• Exercise instructions: Extend the passage on communication between agents, beginning after its final sentence.

• Selected text:
- - -

Correlation IDs: When Agent B responds to Agent A's request, the response must carry the request's message ID as a correlation ID. This enables tracing which responses correspond to which requests in async systems.
Schema versioning: As your system evolves, message schemas change. Include a schema_version field in every message. Handle schema mismatches gracefully - don't crash because an agent running v1.2 sent a message to an agent expecting v1.3.
Dead letter queues: In queue-based systems, messages that consistently fail delivery should go to a dead letter queue for manual inspection, not silent discard.
:::warning Silent Failures in String-Based Communication The most insidious failure mode in multi-agent systems is silent failure: an agent returns an empty string, a malformed response, or a canned error message - and the next agent treats it as valid input. Always validate agent output before passing it downstream. At minimum: check length, check format, check for error indicators in the content. :::
:::danger Schema Drift Across Agent Versions When you update one agent's output format, every downstream agent that consumes that output must be updated simultaneously. In production systems with independent agent deployments, schema drift causes cascading failures. Use explicit versioning in message schemas and graceful fallback for version mismatches. :::
Interview Q&A
Q: What's the difference between synchronous and asynchronous agent communication, and when would you choose each?
A: Synchronous communication blocks the calling agent until the recipient responds - simple, predictable, but serializes execution. Asynchronous communication lets the caller continue other work while waiting - enables parallelism but requires correlation of requests and responses. Choose sync for sequential pipelines where each step depends on the previous. Choose async for fan-out patterns where multiple agents can work simultaneously, or when you need to issue multiple requests and aggregate results.
Q: How do you prevent schema drift in a multi-agent system?
A: Schema versioning in every message, schema validation at ingestion (not just at generation), and integration tests that check cross-agent compatibility. Treat agent message schemas like API contracts - version them, document breaking changes, and maintain backward compatibility during transitions. In Python, Pydantic models with explicit version fields are the practical standard.

- - -

(Saved entries)

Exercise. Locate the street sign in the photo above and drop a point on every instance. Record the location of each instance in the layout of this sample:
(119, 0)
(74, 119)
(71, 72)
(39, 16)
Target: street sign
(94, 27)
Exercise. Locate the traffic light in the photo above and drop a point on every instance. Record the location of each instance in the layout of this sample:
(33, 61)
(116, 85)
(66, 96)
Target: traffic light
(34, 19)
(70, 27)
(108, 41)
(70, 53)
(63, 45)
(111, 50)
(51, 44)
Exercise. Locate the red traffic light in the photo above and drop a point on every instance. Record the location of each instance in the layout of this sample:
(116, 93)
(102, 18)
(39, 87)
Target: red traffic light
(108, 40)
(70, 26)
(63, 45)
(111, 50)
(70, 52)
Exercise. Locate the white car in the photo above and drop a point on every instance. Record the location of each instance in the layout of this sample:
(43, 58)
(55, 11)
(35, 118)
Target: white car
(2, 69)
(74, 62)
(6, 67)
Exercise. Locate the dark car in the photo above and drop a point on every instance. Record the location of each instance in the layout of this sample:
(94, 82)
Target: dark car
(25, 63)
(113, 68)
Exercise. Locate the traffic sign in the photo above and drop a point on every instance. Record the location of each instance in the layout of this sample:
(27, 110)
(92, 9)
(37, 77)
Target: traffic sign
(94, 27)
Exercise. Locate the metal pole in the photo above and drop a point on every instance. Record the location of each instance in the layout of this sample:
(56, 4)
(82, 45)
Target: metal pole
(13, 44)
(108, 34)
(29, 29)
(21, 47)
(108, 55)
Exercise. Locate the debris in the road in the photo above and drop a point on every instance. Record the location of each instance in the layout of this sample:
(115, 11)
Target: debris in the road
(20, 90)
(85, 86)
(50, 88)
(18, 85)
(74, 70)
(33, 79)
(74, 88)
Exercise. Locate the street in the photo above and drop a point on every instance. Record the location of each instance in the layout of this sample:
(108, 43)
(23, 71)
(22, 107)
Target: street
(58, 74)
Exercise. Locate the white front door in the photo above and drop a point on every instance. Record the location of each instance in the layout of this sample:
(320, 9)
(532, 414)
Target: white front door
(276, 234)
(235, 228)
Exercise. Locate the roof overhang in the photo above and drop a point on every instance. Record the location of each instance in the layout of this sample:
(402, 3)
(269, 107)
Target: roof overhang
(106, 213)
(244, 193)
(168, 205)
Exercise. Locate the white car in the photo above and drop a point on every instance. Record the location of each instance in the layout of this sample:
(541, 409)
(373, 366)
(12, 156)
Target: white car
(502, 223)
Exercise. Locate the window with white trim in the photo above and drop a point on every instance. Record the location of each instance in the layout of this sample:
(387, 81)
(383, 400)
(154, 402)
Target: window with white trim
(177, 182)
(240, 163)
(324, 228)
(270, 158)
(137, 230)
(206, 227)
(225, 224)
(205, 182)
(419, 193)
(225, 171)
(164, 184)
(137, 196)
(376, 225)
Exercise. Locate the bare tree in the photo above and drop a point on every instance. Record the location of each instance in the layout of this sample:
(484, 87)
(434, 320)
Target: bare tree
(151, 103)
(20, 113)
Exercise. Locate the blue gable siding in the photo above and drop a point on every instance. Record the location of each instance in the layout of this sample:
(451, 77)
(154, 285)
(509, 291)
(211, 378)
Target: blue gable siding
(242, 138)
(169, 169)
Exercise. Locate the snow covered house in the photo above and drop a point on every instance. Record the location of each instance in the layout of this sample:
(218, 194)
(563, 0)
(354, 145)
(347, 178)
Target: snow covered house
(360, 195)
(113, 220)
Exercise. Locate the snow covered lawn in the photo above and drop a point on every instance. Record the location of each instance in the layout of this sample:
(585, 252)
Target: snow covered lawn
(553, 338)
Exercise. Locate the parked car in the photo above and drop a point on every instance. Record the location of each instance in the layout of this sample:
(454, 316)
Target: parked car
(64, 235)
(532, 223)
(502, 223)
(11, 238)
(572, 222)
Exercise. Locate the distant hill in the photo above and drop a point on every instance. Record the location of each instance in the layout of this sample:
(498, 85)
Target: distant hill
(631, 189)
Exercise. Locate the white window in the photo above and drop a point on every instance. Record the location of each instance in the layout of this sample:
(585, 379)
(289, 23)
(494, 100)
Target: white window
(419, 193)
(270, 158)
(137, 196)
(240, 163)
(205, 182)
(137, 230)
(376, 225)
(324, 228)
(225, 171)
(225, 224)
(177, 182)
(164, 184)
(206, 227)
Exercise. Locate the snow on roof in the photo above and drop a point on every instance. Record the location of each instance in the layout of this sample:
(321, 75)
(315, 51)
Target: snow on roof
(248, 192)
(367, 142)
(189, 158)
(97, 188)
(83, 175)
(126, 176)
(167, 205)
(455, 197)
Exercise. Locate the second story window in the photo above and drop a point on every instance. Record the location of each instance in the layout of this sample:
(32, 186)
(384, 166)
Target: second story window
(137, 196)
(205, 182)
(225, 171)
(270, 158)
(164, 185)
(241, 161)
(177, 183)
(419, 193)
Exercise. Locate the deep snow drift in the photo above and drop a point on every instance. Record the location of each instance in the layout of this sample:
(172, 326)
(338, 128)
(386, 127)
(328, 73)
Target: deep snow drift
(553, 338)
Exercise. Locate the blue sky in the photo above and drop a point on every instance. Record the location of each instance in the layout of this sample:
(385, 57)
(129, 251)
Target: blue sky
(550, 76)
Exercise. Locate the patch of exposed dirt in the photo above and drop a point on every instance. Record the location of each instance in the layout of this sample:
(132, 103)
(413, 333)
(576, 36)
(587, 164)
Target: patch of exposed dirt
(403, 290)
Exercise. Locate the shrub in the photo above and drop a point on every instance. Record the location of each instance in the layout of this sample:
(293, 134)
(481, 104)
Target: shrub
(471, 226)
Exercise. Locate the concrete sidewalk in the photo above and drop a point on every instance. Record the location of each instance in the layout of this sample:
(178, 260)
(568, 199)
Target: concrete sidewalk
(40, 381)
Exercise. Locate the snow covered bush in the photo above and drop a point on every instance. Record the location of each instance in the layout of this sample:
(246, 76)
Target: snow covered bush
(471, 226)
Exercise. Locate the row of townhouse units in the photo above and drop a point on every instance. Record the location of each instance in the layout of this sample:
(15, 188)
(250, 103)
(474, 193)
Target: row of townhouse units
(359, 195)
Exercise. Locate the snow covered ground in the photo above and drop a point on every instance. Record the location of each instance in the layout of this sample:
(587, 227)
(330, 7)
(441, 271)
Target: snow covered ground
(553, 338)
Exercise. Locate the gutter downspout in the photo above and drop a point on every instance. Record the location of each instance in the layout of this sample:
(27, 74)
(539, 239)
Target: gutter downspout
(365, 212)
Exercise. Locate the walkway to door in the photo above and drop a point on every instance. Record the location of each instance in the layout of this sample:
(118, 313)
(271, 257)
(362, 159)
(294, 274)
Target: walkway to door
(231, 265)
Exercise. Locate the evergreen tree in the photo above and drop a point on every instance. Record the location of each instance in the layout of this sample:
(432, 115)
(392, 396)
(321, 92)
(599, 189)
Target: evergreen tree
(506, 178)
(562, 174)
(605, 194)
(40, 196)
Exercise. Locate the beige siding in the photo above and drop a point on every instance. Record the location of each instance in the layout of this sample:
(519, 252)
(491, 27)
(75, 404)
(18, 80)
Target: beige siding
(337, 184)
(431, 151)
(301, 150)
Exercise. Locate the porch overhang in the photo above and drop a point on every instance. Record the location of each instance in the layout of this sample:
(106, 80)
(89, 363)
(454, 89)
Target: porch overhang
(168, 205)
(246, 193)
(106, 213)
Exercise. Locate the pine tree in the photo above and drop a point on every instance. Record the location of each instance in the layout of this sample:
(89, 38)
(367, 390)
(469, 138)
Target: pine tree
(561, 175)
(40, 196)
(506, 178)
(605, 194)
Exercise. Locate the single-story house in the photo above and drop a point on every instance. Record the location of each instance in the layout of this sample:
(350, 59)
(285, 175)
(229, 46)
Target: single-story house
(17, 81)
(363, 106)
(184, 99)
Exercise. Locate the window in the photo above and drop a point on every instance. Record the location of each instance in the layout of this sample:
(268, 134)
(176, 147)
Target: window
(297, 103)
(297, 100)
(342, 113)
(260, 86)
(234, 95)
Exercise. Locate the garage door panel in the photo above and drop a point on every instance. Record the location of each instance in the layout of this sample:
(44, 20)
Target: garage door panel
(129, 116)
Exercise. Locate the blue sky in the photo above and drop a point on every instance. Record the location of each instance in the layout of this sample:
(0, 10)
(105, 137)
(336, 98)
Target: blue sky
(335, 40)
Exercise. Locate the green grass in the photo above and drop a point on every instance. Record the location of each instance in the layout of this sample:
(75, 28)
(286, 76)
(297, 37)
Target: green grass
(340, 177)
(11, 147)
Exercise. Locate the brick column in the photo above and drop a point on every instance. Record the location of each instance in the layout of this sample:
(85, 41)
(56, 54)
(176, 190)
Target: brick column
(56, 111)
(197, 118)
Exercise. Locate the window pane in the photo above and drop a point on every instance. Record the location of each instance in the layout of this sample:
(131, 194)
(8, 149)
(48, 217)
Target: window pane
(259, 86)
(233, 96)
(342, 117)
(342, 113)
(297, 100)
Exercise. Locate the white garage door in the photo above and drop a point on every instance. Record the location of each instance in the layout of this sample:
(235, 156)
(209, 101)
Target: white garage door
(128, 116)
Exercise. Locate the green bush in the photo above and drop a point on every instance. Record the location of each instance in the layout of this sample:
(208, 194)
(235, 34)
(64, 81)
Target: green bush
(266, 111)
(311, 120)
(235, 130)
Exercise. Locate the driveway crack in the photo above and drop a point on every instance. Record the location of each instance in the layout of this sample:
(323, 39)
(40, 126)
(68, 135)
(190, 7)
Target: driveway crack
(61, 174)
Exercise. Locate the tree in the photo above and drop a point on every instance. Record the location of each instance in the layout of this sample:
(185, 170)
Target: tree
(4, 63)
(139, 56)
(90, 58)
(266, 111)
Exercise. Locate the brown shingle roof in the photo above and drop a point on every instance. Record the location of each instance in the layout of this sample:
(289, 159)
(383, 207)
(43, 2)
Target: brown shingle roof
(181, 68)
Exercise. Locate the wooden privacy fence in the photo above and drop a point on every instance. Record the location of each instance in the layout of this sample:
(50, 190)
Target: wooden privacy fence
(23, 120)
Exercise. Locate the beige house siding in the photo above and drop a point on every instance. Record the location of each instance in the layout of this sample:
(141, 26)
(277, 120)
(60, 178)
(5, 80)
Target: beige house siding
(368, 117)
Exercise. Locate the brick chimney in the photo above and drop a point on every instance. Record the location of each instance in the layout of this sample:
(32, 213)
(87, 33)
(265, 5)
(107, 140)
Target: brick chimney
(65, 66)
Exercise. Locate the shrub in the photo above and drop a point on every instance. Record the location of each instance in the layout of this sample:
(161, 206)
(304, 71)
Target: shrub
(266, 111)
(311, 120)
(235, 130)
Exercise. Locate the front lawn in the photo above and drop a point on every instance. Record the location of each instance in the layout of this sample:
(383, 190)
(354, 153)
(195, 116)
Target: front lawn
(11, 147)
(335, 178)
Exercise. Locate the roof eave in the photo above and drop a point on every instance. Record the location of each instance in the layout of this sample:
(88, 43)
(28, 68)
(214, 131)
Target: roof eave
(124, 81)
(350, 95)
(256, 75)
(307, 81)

- - -

• Answer space:
Q: How do you trace a request through multiple agents?
A: Assign a conversation_id at the pipeline entry point and propagate it through every message in that pipeline. Every message carries the conversation_id and its own message_id. Responses carry a correlation_id pointing to the request that triggered them. With this structure, you can reconstruct the complete message graph for any conversation_id from logs.
Q: What is the dead letter queue pattern and why does it matter for agents?
A: A dead letter queue collects messages that fail delivery after all retry attempts. Without it, failed messages are silently dropped - you never know a failure occurred. In agent systems, messages fail for many reasons: agent crashes, schema validation errors, timeout, output quality failure. Routing these to a dead letter queue with full context enables post-hoc investigation, manual retry, and alerting on elevated failure rates.
Q: How do you design message schemas that are forward compatible?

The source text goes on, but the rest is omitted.